# Daftar tugas
1. Menurut teks tentang ogoh-ogoh, dalam upacara apa ogoh-ogoh digunakan pada zaman Dalem Balingkang?
2. Salin persis bagian teks tentang ogoh-ogoh, mulai dari "Selasa, 21 Maret" sampai dengan "telah meninggal dunia.".
3. Teruskan teks tentang ogoh-ogoh dari titik terakhirnya.

**** Petikan teks

Selasa, 21 Maret 2017

Makna Ogoh-ogoh dalam perayaan Nyepi

Ogoh-ogoh adalah karya seni patung dalam kebudayaan Bali yang menggambarkan kepribadian Bhuta Kala. Dalam ajaran Hindu Dharma, Bhuta Kala merepresentasikan kekuatan (Bhu) alam semesta dan waktu (Kala) yang tak terukur dan tak terbantahkan.



1. Awal Mula Munculnya Ogoh-Ogoh
Banyaknya versi yang beredar di masyarakat Bali yang menjelaskan tentang awal mula munculnya ogoh-ogoh. Agak sulit sebetulnya menentukan kapan awal mula ogoh-ogoh muncul. Namun, diperkirakan ogoh-ogoh tersebut dikenal sejak jaman Dalem Balingkang. Pada saat itu ogoh-ogoh digunakan pada saat upacara Pitra Yadnya. Pitra Yadnya adalah upacara pemujaan yang ditujukan kepada para pitara dan kepada roh-roh leluhur umat Hindu yang telah meninggal dunia.

Namun ada pendapat lain yang menyebutkan ogoh-ogoh tersebut terinspirasi dari Tradisi Ngusaba Ndong-Nding di Desa Selat Karangasem. Perkiraan lain juga muncul dan menyebutkan barong landung yang merupakan perwujudan dari Raja Jaya Pangus dan Putri Kang Cing Wei (pasangan suami istri yang berwajah buruk dan menyeramkan yang pernah berkuasa di Bali) merupakan cikal-bakal dari munculnya ogoh-ogoh yang kita kenal saat ini. Informasi lain juga menyatakan bahwa ogoh-ogoh itu muncul tahun 70 – 80-an. Ada juga pendapat yang menyatakan ada kemungkinan ogoh-ogoh itu dibuat oleh para pengerajin patung yang telah merasa jenuh membuat patung yang berbahan dasar batu padas, batu atau kayu, namun di sisi lain mereka ingin menunjukan kemampuan mereka dalam mematung, sehingga timbul suatu ide untuk membuat suatu patung dari bahan yang ringan supaya hasilnya nanti bisa diarak dan dipertunjukan.

********
**** Data tersimpan

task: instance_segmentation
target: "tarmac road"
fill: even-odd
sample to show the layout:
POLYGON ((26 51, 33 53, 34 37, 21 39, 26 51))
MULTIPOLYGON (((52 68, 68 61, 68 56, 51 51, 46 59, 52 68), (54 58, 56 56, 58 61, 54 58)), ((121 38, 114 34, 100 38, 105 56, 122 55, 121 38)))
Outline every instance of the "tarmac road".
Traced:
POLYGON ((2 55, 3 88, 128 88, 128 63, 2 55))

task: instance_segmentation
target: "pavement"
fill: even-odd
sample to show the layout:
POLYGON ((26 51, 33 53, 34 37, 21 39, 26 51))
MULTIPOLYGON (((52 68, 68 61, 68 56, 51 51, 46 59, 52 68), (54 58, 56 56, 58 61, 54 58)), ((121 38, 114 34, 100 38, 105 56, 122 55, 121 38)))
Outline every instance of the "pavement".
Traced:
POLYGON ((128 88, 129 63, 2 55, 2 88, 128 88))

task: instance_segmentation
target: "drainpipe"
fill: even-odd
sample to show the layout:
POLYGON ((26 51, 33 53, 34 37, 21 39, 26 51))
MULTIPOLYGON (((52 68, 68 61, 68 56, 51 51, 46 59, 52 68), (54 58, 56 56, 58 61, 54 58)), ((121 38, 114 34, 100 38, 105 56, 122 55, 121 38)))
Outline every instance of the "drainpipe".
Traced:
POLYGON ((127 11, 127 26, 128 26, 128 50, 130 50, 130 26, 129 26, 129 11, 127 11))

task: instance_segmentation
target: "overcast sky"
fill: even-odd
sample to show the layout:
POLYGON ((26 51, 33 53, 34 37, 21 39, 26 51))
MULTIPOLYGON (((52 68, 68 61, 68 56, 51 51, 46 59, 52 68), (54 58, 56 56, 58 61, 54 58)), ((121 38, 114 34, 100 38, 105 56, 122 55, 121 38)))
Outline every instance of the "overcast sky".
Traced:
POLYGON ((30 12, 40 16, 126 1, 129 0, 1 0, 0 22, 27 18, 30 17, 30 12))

********

# Jawaban tugas
1. Upacara Pitra Yadnya.

2.
Selasa, 21 Maret 2017

Makna Ogoh-ogoh dalam perayaan Nyepi

Ogoh-ogoh adalah karya seni patung dalam kebudayaan Bali yang menggambarkan kepribadian Bhuta Kala. Dalam ajaran Hindu Dharma, Bhuta Kala merepresentasikan kekuatan (Bhu) alam semesta dan waktu (Kala) yang tak terukur dan tak terbantahkan.



1. Awal Mula Munculnya Ogoh-Ogoh
Banyaknya versi yang beredar di masyarakat Bali yang menjelaskan tentang awal mula munculnya ogoh-ogoh. Agak sulit sebetulnya menentukan kapan awal mula ogoh-ogoh muncul. Namun, diperkirakan ogoh-ogoh tersebut dikenal sejak jaman Dalem Balingkang. Pada saat itu ogoh-ogoh digunakan pada saat upacara Pitra Yadnya. Pitra Yadnya adalah upacara pemujaan yang ditujukan kepada para pitara dan kepada roh-roh leluhur umat Hindu yang telah meninggal dunia.

3.
2. Bentuk Ogoh-Ogoh
Ogoh-ogoh sendiri memiliki peranan sebagai simbol prosesi penetralisiran kekuatan-kekuatan negatif atau kekuatan Bhuta (kekuatan alam). Ogoh-ogoh yang dibuat pada perayaan Nyepi ini merupakan perwujudan Bhuta Kala yakni perwujudan makhluk yang besar dan menyeramkan.
Pada awal mula diciptakannya, ogoh-ogoh dibuat dari rangka kayu dan bambu sederhana. Rangka tersebut dibentuk lalu dibungkus kertas. Pada perkembangan jaman yang maju pesat, ogoh-ogoh pun terimbas dampaknya. Ogoh-ogoh makin berinovasi, dibuat dengan rangka dari besi yang dirangkaikan dengan bambu yang dianyam. Pembungkus badan ogoh-ogoh pun diganti dengan gabus atau stereofoam dengan teknik pengecatan.
Tema ogoh-ogoh pun semakin bervariasi, dari tema pewayangan, modern, porno sampai politik yang tidak mencerminkan makna agama. Tema ogoh-ogoh yang diharapkan adalah sesuai dengan nilai agama Hindu yaitu tidak terlepas dari Tuhan, Manusia dan Buta Kala sebagai penyeimbang hubugan ketiganya.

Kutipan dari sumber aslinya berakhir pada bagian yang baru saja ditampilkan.